A staff member shows the "giant rice", a variety of hybrid rice, in Dongbaizhuang Village of Dongjituo Township, Ninghe District of north China's Tianjin, Sept. 6, 2022. (Xinhua/Sun Fanyue)
BEIJING, July 27 (Xinhua) -- A research breakthrough from Chinese scientists is expected to provide a solution to hybrid sterility encountered in the application of heterosis between indica and japonica rice.
The discovery will facilitate the development of high-yield rice varieties with enhanced resistance to biotic and abiotic stresses to ensure food security.
A research team led by Wan Jianmin, an academician at the Chinese Academy of Engineering, recently uncovered the mystery of how reproductive isolation genes operate to realize hybrid sterility. The team has also revealed the evolutionary trajectory of these genes and their distribution among different germplasm resources, including wild and cultivated rice.
Their findings have been published in the latest issue of the journal Cell.
Scientists say the application of heterosis in crop production is an important strategy to increase productivity significantly.
Cultivated rice in Asia is grouped into two subspecies: indica and japonica. Japonica rice is mostly planted in northern China, and indica rice in southern China.
Since the 1970s, the hybrid rice developed by the well-known late Chinese scientist Yuan Longping has relied on heterosis exhibited by various subspecies of indica rice. The success of indica hybrid rice has enabled a substantial increase in rice production overall, which has made a great contribution to food security in China and around the world.
"Generally speaking, the more distant the genetic relationship between varieties, the stronger the hybrid heterosis. If super hybrid rice can be bred using indica rice and japonica rice subspecies, it is thought that grain yields could increase more than 15 percent when compared to existing hybrid rice," Wan said.
However, there is significant reproductive isolation when indica and japonica rice are cross-bred, and their hybrid varieties often demonstrate hybrid sterility, which is one of the biggest obstacles in the application of heterosis.

→ **WHAT IS BEING ASKED**:
Continue the news report on the rice hybrid sterility research from the point where it stops.

→ **Saved data entries**:
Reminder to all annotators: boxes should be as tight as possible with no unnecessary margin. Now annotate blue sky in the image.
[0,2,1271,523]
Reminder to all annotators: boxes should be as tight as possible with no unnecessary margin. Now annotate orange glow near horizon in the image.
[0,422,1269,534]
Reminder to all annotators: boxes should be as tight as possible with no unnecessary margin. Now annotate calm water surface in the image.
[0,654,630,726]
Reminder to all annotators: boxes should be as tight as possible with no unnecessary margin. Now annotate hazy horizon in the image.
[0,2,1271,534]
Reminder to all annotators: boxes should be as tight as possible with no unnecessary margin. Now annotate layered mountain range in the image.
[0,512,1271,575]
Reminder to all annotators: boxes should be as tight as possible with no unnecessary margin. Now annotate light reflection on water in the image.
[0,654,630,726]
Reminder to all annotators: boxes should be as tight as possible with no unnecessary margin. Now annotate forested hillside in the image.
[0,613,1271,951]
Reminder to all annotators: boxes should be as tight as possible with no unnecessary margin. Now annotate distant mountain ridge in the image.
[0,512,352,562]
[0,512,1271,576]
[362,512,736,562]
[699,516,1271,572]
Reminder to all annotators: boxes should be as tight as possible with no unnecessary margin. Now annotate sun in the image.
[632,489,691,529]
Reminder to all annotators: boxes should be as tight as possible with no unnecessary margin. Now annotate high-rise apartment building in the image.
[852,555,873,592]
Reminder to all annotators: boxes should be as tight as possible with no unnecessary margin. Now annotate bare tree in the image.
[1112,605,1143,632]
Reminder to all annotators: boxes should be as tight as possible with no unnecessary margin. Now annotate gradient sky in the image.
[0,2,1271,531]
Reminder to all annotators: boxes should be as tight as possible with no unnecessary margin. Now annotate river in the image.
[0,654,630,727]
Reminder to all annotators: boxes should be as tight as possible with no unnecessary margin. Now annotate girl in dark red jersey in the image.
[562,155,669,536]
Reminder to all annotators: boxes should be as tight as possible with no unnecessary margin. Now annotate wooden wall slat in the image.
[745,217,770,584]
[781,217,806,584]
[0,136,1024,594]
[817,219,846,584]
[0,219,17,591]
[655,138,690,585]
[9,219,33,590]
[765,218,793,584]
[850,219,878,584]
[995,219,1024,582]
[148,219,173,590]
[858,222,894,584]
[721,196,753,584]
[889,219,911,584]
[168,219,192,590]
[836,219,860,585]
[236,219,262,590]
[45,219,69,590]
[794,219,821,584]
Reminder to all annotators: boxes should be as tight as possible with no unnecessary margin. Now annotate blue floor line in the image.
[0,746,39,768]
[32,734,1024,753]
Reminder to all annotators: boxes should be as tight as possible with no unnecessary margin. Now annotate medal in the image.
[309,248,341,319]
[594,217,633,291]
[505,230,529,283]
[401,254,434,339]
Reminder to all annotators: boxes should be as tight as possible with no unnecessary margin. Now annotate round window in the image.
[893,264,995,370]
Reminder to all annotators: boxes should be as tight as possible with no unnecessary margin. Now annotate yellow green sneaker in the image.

→ **REPLY**:
The research team analyzed and identified one of the main locus causing pollen sterility when indica and japonica subspecies are cross-bred at the genome-wide level. Genetic analysis revealed that this locus harbors two closely linked genes.
These two genes can be described as "destroyer" and "guardian." The destroyer kills the hybrid plant's pollen, while the guardian protects the pollen from the harmful effects of the destroyer, allowing pollen that inherits the guardian gene to develop normally, said Wang Jian, a key member of the team and a researcher at the Chinese Academy of Agricultural Sciences' Institute of Crop Sciences.
Due to the uneven distribution of this gene pair among rice species and subspecies, pollen sterility is common in cross-breeding. "With the availability of this information, breeders can use molecular marker-assisted selection to predict and attenuate the impact of pollen sterility on their breeding programs, thereby accelerating the development of high-yield varieties," Wang said.
This gene pair functions as a gene drive, meaning genes that determine traits, such as pathogen and pest resistance genes, can be loaded as cargo. Genes stacked on the gene drive are preferentially inherited by offspring and, over generations, they will be spread and become predominant in a population.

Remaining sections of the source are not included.